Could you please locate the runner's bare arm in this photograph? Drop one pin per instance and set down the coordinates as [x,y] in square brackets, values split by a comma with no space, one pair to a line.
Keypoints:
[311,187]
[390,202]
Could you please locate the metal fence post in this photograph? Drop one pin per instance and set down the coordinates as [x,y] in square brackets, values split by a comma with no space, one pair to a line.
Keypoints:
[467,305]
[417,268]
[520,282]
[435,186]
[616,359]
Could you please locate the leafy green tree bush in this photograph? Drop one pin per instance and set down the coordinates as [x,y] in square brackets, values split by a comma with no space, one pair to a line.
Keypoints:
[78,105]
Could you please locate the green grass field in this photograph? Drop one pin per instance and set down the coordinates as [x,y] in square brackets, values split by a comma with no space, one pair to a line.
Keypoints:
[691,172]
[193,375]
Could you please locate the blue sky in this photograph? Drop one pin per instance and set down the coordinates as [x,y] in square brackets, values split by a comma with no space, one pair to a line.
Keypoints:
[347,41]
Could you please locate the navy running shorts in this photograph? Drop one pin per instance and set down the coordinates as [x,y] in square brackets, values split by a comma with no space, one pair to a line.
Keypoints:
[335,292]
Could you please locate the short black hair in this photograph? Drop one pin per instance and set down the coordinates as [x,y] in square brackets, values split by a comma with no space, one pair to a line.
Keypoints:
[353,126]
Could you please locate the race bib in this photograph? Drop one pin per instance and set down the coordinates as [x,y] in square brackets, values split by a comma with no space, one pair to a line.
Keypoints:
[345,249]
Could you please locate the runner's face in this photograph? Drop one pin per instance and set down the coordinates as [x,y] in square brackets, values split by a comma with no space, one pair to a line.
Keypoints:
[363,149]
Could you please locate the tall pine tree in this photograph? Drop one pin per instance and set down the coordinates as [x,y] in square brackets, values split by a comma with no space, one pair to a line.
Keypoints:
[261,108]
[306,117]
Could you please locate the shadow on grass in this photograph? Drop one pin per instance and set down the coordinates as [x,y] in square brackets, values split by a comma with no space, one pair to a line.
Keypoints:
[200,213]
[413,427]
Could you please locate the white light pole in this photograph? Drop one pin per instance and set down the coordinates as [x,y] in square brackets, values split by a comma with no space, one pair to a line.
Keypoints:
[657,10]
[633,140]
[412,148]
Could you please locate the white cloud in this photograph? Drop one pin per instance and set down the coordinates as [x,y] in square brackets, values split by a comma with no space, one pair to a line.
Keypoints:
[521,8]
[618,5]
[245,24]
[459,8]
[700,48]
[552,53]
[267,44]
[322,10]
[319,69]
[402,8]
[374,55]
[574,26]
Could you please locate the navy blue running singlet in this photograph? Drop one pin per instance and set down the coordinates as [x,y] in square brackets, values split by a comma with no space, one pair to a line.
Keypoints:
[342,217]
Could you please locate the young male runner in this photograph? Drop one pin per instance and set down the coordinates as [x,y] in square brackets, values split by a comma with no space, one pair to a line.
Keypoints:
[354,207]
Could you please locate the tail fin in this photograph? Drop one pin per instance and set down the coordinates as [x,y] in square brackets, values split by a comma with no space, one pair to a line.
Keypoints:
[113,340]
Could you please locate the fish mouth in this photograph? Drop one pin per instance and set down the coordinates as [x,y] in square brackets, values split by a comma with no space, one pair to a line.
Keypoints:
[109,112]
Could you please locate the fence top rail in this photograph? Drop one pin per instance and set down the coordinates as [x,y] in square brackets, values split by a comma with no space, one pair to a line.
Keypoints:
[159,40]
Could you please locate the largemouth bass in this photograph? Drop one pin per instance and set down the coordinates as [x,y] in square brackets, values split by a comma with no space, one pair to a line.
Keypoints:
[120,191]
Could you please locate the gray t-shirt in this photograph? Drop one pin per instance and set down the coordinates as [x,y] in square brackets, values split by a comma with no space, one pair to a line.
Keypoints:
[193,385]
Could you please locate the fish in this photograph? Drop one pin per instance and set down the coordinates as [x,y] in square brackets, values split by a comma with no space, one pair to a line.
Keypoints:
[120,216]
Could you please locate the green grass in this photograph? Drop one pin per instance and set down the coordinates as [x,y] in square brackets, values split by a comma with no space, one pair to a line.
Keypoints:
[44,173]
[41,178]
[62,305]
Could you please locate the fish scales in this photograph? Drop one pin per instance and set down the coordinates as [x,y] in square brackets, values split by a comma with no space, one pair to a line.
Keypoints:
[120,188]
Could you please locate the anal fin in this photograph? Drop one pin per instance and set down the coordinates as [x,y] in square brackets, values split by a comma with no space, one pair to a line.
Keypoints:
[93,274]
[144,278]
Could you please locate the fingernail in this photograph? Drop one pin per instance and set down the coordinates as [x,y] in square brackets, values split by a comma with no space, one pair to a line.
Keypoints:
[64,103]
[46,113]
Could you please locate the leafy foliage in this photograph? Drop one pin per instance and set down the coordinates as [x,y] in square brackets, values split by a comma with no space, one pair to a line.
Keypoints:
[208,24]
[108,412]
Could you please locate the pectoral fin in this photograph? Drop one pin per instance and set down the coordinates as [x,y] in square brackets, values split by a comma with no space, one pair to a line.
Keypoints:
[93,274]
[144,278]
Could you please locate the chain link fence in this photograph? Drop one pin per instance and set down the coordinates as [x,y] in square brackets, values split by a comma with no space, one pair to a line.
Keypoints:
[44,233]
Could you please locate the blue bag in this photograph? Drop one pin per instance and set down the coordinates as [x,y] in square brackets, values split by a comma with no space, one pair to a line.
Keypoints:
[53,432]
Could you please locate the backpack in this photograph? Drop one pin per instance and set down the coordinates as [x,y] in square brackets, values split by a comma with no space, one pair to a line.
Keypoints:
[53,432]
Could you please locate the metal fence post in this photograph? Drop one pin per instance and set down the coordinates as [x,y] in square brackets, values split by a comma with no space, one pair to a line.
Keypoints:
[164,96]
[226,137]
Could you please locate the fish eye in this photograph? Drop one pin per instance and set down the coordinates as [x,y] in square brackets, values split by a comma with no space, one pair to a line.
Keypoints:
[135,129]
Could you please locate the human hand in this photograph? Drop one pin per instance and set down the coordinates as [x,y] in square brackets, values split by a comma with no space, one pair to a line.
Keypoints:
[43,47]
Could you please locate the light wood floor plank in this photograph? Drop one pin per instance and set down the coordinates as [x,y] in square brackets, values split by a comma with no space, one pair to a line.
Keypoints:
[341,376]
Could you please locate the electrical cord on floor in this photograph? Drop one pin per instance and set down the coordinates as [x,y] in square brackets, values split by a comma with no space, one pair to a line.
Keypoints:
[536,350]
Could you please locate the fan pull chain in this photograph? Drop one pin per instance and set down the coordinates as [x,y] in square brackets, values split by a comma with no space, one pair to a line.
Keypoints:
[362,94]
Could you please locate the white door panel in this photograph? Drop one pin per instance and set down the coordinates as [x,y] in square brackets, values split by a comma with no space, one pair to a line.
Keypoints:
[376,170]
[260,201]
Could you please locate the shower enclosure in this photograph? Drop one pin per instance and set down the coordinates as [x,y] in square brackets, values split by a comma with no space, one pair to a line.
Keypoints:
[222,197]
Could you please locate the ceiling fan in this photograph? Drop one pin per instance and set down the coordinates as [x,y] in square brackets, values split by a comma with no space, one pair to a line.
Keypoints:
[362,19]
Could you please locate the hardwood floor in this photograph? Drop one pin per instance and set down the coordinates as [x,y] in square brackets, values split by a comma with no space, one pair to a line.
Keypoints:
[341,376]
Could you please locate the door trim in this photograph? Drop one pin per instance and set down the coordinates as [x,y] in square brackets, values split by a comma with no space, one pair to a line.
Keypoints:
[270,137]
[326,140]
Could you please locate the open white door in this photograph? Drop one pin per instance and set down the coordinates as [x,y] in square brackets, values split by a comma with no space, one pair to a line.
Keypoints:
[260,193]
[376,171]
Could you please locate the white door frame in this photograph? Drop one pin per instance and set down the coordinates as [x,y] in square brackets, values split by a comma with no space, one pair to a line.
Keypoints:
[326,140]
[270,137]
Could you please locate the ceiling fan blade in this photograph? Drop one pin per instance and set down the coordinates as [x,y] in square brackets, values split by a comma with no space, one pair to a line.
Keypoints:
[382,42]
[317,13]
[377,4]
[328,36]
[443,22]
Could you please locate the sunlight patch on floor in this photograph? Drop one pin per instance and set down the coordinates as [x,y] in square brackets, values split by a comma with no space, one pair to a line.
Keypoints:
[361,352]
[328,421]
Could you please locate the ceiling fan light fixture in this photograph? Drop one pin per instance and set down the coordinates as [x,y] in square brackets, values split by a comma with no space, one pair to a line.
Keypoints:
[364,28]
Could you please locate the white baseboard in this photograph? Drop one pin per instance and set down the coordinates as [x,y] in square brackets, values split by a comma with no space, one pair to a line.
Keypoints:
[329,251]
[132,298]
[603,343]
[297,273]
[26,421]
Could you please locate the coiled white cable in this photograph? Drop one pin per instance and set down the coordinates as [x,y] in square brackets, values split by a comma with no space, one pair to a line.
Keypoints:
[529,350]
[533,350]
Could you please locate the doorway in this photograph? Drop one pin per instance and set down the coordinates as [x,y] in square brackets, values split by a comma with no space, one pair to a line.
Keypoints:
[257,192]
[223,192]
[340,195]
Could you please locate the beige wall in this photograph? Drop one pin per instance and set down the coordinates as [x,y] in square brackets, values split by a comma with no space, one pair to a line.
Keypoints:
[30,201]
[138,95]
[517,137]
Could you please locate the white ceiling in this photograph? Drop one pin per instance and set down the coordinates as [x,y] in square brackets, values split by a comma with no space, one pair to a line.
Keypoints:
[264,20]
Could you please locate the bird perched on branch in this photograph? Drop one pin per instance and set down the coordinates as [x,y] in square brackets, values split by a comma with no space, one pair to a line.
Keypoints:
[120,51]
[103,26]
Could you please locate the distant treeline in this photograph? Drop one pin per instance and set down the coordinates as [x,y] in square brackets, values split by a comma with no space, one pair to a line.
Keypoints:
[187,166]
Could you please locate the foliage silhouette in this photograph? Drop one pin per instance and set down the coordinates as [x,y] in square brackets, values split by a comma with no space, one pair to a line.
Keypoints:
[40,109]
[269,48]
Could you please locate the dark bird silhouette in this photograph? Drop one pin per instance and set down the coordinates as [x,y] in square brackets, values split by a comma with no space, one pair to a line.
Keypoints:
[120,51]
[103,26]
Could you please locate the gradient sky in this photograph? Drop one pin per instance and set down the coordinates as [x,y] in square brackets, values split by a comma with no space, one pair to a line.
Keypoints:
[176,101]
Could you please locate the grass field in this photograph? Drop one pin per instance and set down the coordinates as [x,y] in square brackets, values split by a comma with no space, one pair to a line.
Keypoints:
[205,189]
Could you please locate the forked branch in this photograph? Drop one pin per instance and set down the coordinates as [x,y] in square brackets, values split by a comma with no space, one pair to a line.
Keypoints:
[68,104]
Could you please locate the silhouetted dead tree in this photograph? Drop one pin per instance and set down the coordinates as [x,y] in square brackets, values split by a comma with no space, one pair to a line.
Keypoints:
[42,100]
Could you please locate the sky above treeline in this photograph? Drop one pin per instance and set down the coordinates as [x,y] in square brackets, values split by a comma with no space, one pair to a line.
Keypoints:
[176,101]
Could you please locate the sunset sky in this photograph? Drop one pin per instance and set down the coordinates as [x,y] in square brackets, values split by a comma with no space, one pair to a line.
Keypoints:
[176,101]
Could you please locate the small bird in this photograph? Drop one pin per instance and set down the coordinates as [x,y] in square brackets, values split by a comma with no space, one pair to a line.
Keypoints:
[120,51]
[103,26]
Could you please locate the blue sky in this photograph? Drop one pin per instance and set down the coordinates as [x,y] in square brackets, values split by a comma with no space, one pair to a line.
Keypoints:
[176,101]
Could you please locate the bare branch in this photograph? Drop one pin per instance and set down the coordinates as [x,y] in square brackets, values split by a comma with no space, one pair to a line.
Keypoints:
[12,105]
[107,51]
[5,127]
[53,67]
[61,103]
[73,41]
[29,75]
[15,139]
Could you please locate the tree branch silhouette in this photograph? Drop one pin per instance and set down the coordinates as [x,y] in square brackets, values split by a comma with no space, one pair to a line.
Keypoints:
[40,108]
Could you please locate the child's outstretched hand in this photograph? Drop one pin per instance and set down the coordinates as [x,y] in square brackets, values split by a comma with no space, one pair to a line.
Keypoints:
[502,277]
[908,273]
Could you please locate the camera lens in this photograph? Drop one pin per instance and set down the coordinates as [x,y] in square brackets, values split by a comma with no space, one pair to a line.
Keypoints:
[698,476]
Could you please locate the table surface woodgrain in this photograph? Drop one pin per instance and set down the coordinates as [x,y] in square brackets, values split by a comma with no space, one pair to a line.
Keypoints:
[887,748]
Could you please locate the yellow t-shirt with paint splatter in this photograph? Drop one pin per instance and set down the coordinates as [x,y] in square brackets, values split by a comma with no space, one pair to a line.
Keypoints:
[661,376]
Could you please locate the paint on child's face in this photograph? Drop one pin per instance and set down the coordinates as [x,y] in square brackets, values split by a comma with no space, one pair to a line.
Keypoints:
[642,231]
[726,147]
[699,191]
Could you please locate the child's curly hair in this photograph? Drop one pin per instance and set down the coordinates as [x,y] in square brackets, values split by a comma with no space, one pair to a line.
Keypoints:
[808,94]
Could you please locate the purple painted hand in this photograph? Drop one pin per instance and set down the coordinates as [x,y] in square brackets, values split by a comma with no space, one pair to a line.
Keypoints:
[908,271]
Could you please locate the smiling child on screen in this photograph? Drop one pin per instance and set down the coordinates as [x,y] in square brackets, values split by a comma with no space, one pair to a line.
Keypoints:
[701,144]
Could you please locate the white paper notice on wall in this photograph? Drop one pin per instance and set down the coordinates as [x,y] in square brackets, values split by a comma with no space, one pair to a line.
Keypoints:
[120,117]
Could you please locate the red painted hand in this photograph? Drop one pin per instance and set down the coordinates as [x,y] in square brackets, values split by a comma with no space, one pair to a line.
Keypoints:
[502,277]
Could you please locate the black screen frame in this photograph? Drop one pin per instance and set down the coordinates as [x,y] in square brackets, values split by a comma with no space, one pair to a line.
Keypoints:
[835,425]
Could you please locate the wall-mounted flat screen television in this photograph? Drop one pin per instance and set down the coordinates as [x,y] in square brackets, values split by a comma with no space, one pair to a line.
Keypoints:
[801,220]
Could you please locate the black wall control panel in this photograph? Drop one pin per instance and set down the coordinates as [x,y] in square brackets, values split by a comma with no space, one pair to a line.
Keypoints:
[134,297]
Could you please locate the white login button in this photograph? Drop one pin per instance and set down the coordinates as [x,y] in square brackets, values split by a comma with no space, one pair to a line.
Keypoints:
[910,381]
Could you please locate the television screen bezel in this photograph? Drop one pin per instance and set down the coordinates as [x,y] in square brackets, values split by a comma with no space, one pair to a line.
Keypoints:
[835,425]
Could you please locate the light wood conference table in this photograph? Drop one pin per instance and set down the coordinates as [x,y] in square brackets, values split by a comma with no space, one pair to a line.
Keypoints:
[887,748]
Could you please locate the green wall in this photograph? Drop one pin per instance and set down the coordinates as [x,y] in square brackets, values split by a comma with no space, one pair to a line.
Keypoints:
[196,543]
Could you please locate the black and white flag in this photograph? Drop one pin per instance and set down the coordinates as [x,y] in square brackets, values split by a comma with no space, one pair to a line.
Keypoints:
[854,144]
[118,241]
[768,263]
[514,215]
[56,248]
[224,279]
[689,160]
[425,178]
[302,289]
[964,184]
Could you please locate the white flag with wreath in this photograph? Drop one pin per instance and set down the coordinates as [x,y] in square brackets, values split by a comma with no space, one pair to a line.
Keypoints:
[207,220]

■ **PROBLEM DESCRIPTION**
Quote only the lines from the one containing "Could you please locate the black and" through the final line of the records, with both ends included.

■ **ANSWER TO THE EXERCISE**
Could you please locate the black and white flag in this photograph? Drop one pin per instance and set down the coordinates as [x,y] in square brackets, values split by a comma with no space, one pair to a line.
Keypoints:
[854,144]
[118,241]
[768,263]
[514,215]
[56,248]
[224,279]
[689,160]
[425,178]
[302,289]
[964,184]
Could you please locate the white flag with wreath in this photograph? Drop one pin per instance and set down the coordinates as [x,y] in square brackets, values split by a comma with no space, one pair to a line.
Keypoints:
[207,220]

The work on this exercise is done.